• _Entries_:
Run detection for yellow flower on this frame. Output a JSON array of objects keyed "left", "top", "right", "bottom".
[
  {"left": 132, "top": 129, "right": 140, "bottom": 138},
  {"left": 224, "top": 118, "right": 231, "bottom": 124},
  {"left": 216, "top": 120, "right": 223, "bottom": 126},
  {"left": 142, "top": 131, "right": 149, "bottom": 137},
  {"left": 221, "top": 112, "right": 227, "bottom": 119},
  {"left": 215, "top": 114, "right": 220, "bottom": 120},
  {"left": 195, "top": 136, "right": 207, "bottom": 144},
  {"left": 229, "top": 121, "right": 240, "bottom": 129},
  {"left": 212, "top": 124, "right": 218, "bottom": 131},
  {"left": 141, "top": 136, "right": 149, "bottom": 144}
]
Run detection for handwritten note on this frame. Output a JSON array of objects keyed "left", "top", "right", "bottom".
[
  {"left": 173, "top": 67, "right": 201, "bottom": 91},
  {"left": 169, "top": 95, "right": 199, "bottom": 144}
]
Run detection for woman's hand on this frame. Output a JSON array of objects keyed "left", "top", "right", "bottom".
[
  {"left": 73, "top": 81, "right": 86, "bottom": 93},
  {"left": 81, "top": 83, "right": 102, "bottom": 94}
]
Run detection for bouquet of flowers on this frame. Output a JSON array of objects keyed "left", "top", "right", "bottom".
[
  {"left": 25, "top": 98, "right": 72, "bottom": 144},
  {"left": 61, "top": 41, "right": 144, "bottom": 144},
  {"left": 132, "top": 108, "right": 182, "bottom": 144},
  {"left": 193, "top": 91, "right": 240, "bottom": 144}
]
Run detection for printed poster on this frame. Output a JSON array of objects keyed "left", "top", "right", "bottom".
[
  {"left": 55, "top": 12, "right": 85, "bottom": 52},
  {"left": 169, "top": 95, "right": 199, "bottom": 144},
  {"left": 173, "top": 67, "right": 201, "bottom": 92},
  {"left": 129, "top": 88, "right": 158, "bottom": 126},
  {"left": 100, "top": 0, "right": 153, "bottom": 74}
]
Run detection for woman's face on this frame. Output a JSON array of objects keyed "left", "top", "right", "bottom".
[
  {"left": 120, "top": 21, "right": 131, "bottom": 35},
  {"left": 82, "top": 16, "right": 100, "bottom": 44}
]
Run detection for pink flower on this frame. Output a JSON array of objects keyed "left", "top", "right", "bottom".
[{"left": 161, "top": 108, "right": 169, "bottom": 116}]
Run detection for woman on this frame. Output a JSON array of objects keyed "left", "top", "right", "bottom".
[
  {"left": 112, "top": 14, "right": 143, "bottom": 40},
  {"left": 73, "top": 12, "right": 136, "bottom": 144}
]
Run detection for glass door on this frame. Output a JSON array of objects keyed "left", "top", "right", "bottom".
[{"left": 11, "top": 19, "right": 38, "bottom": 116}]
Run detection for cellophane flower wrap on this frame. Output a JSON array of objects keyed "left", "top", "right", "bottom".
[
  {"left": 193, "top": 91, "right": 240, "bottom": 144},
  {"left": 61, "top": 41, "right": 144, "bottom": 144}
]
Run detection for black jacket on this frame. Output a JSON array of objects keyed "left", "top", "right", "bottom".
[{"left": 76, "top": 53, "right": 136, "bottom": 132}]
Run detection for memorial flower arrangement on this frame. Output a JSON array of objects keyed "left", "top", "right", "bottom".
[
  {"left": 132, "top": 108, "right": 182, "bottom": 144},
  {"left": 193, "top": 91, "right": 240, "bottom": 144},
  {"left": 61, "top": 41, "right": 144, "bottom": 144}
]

• _Do this_:
Copy the rows from the line containing "Run detection for memorial" through the last line of the rows, keeping the request line, and scale every bounding-box coordinate in the answers by 1.35, rounding to whole numbers with halves rounded up.

• _Task response_:
Run detection for memorial flower arrangement on this frame. Output a JSON array of objects keyed "left", "top", "right", "bottom".
[
  {"left": 178, "top": 146, "right": 246, "bottom": 194},
  {"left": 261, "top": 123, "right": 324, "bottom": 194},
  {"left": 82, "top": 55, "right": 194, "bottom": 194}
]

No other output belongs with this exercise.